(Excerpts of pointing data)
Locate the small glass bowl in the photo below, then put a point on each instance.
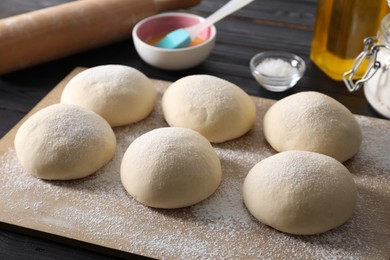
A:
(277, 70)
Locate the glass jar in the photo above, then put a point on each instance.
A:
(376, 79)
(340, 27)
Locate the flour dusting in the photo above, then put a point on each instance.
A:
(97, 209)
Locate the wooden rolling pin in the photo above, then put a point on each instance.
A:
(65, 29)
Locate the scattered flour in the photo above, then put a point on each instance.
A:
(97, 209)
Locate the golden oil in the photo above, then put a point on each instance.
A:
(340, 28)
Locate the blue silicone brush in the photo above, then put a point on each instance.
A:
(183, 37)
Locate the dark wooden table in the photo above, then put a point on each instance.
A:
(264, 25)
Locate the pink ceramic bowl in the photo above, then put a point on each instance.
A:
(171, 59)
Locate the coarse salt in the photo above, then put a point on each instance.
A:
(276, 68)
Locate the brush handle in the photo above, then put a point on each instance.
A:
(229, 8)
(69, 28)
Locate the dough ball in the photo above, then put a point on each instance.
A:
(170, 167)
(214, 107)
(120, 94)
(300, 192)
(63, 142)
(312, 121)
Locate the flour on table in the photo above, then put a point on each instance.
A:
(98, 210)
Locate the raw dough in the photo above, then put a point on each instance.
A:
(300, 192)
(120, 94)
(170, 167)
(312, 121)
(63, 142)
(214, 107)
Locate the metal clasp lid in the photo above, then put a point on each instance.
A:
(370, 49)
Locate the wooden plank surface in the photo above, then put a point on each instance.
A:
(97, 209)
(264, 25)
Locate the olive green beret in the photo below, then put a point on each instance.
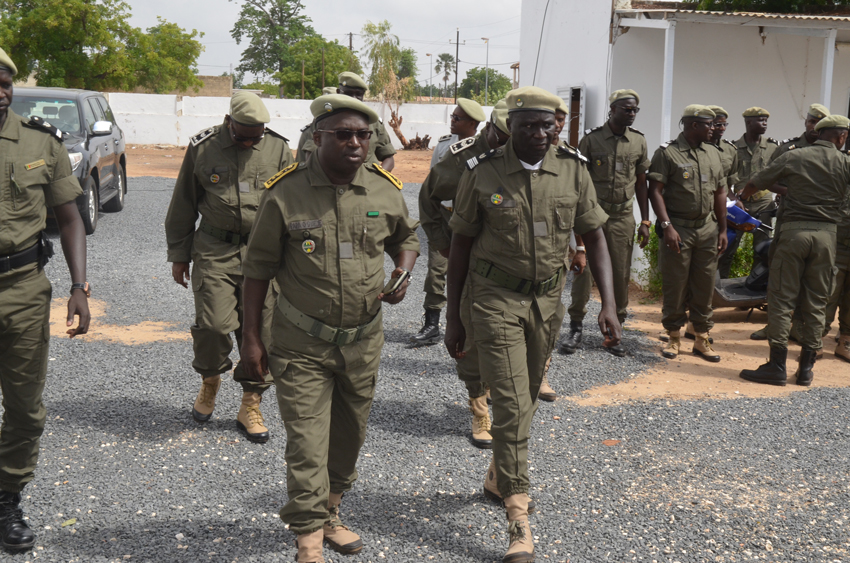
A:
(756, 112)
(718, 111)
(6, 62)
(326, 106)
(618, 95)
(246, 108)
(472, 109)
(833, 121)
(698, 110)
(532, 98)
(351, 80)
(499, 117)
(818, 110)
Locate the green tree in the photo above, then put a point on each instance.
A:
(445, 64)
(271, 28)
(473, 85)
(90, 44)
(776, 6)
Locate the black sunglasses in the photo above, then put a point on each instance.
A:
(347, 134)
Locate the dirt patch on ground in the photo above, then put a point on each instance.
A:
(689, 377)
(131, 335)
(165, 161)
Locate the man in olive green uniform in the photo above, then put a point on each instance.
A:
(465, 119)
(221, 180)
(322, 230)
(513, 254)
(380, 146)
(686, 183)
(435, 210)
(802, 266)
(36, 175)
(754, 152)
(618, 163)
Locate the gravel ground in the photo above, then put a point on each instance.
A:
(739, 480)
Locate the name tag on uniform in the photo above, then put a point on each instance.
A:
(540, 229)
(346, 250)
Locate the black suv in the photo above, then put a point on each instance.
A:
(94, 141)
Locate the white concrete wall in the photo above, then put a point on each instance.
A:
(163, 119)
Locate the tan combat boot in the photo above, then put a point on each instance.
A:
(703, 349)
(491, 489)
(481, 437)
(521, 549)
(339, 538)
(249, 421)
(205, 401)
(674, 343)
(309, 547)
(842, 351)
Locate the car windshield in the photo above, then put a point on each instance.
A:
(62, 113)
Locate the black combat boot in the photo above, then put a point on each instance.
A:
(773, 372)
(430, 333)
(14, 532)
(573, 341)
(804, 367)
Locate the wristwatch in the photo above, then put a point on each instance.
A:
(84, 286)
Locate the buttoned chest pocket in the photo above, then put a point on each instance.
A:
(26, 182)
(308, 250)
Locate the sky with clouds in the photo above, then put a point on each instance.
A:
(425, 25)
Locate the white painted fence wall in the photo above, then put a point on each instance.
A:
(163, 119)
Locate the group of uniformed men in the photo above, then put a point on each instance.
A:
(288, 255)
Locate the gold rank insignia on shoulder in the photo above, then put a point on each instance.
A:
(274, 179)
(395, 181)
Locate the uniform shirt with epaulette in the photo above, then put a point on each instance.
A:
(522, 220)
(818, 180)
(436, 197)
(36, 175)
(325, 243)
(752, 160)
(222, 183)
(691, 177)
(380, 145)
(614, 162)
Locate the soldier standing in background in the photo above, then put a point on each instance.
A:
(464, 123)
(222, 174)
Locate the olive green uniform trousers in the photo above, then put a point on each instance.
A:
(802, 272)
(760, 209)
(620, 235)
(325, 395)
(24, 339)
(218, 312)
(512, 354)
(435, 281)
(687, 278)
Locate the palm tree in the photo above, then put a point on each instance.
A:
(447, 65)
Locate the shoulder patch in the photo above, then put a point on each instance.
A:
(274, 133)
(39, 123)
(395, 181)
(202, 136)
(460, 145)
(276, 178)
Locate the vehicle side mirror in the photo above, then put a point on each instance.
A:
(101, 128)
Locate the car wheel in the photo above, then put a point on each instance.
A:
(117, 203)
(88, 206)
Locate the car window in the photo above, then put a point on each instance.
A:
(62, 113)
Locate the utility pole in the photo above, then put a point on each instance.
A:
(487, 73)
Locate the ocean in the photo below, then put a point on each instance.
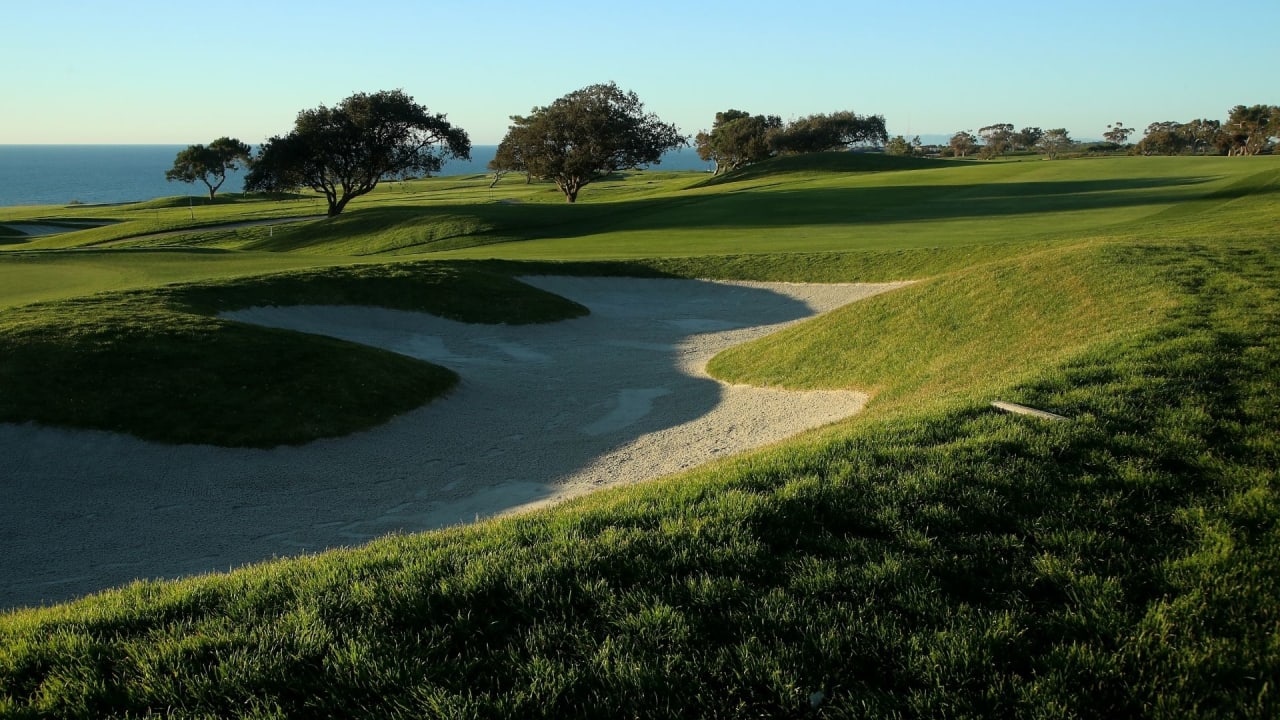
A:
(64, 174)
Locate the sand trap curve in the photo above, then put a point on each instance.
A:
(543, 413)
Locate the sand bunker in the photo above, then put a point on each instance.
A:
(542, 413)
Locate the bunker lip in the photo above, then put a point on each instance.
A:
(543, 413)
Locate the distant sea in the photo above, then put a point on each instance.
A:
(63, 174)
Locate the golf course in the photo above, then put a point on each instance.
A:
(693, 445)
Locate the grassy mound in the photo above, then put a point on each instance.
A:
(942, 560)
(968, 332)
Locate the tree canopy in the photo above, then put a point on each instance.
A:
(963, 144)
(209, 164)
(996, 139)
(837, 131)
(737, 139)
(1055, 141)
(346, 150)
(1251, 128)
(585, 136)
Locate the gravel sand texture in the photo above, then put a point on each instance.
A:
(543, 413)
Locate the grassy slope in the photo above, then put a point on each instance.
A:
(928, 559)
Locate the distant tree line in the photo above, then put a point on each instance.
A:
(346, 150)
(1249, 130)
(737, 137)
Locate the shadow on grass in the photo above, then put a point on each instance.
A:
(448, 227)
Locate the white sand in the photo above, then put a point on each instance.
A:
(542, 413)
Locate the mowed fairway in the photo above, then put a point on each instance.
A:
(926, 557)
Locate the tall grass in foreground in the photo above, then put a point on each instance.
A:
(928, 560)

▸ The exercise
Will you restate every entry word for word and omit the images?

▸ Problem solution
Locate the small glass bowl in the photo below, then put a point on each instance.
A:
(277, 70)
Locate the glass jar in the photo above, then put a point on each instance.
A:
(376, 79)
(340, 27)
Locate the flour dusting in the photo above, then put a point on each instance.
A:
(97, 209)
Locate the wooden rolling pin in the photo above, then put a point on each instance.
A:
(65, 29)
Locate the scattered flour in the photo above, then put a point on each instance.
A:
(97, 209)
Locate the golden oil in the photo above, then put a point on each instance.
A:
(340, 28)
Locate the blue silicone brush in the photo above, then put a point on each instance.
A:
(183, 37)
Locate the dark wooden table in the photo above, then put a point on each instance.
A:
(264, 25)
Locate the pink ceramic bowl in the photo above, then put a point on each instance.
A:
(171, 59)
Locate the coarse salt in the photo above, then put a point on each instance.
A:
(276, 68)
Locate the brush handle in the photo above, then put a point on each instance.
A:
(229, 8)
(69, 28)
Locate the dough ball in the photo above, then put a point on each instance.
A:
(170, 167)
(214, 107)
(120, 94)
(300, 192)
(63, 142)
(312, 121)
Locate the flour on table in the photo above, then put a point on each instance.
A:
(98, 210)
Locate the raw dough in the photo above, then put a point on each instance.
A:
(300, 192)
(120, 94)
(170, 167)
(312, 121)
(63, 142)
(214, 107)
Locate the metal clasp lid in the photo above, then put a point on each instance.
A:
(370, 49)
Locate the wooden plank surface in the photo above, then put a point on each instance.
A:
(97, 209)
(264, 25)
Locate the olive green beret in the photo below, then put a point on each instance.
A:
(756, 112)
(718, 111)
(6, 62)
(326, 106)
(618, 95)
(246, 108)
(472, 109)
(833, 121)
(698, 110)
(532, 98)
(351, 80)
(499, 117)
(818, 110)
Locate the green tree in the photo above, then put a point on each instance.
A:
(445, 64)
(271, 28)
(473, 85)
(90, 44)
(776, 6)
Locate the black sunglasses in the photo above, then put a point on each instance.
A:
(347, 134)
Locate the dirt patch on ground in the photo above, then put a point on each instance.
A:
(689, 377)
(131, 335)
(165, 161)
Locate the man in olive green uniform in the photo above, then put a point on each instance.
A:
(465, 119)
(221, 180)
(322, 230)
(513, 254)
(380, 146)
(686, 183)
(435, 210)
(802, 266)
(36, 175)
(754, 152)
(618, 163)
Locate the gravel ground in the photo above, then put a point on each instance.
A:
(739, 480)
Locate the name tag on uniform in the photo above, then put a point on each instance.
A:
(540, 229)
(346, 250)
Locate the black suv in the photo above, then put a point on each instance.
A:
(94, 141)
Locate the white concrete wall in the photo above, then put a point on each instance.
A:
(163, 119)
Locate the tan combat boot in the photo above, then put a point on each instance.
A:
(703, 349)
(491, 489)
(481, 437)
(521, 549)
(339, 538)
(249, 421)
(205, 401)
(674, 343)
(309, 547)
(842, 351)
Locate the car windshield in the photo above, then put a point on each instance.
A:
(62, 113)
Locate the black combat boot in the photo above, then put a point on each instance.
A:
(773, 372)
(430, 333)
(14, 532)
(573, 341)
(804, 367)
Locate the wristwatch in the photo above, then put a point on each instance.
A:
(84, 286)
Locate the buttoned chest pocket in the photo above, then put a point on each instance.
A:
(26, 182)
(308, 250)
Locate the sky with clouds in the photo above, then put a point on each instance.
A:
(425, 25)
Locate the white painted fence wall in the photo above, then put a point on each instance.
A:
(163, 119)
Locate the group of uniformed men in the photo above, then put a point on each instance.
A:
(288, 255)
Locate the gold rank insignia on shoulder in the photo above, then put a point on each instance.
A:
(274, 179)
(395, 181)
Locate the uniform shirt with epaulette in the photo above, then put a point on each instance.
A:
(522, 220)
(818, 180)
(436, 197)
(36, 175)
(325, 243)
(752, 160)
(222, 183)
(691, 177)
(380, 145)
(614, 162)
Locate the soldier standing in background in the photo above, then put a point on each instance.
A:
(464, 123)
(222, 174)
Locate the olive green uniform trousers in the photo above, then put a point on each instance.
A:
(802, 272)
(760, 209)
(620, 235)
(325, 395)
(24, 339)
(218, 312)
(512, 354)
(435, 281)
(687, 278)
Locate the palm tree in the photo above, then put a point on each instance.
A:
(447, 65)
Locate the shoulder patch in the photo above, then put a point on each instance.
A:
(274, 133)
(39, 123)
(395, 181)
(202, 136)
(460, 145)
(276, 178)
Locate the vehicle side mirror in the photo above, then put a point on each instance.
A:
(101, 128)
Locate the car wheel in the photo above, then put a point on each instance.
A:
(117, 203)
(88, 206)
Locate the car window in the photo above, then put a point on each instance.
A:
(62, 113)
Locate the utility pole in the photo above, then put a point on each instance.
A:
(487, 73)
Locate the ocean in the photo below, then put a point on each instance.
A:
(64, 174)
Locate the sand trap curve in the photo above, then put a point on each instance.
A:
(543, 413)
Locate the sand bunker in the photo above, then put a point on each instance.
A:
(542, 413)
Locate the bunker lip in the photo above, then put a point on each instance.
A:
(543, 413)
Locate the distant sea in the photo above, then put a point on each instance.
A:
(63, 174)
Locate the golf course in the photo above, then put a point on each instance.
A:
(693, 445)
Locate the grassy mound in the photo above, then put a point on each instance.
A:
(942, 560)
(968, 332)
Locate the tree canopy in the photo above, then put a point on each instance.
A:
(963, 144)
(209, 164)
(996, 139)
(837, 131)
(737, 139)
(1055, 141)
(346, 150)
(1251, 128)
(585, 136)
Locate the gravel sand texture in the photo above, then put a point on each instance.
A:
(543, 413)
Locate the grassy slope in the photo above, then put a point on each instance.
A:
(928, 559)
Locate the distant tree line in the photo above, then put a point on each instance.
A:
(346, 150)
(1249, 130)
(737, 137)
Locate the shadow on grass in the photo above, then put a point on each instance.
A:
(448, 227)
Locate the white sand in the photo above, then put a point on each instance.
A:
(542, 413)
Locate the mowed fairway in the photo above, then put a point on each instance.
A:
(926, 557)
Locate the tall grass in foreground in the photo above, then put a point on each instance.
A:
(928, 560)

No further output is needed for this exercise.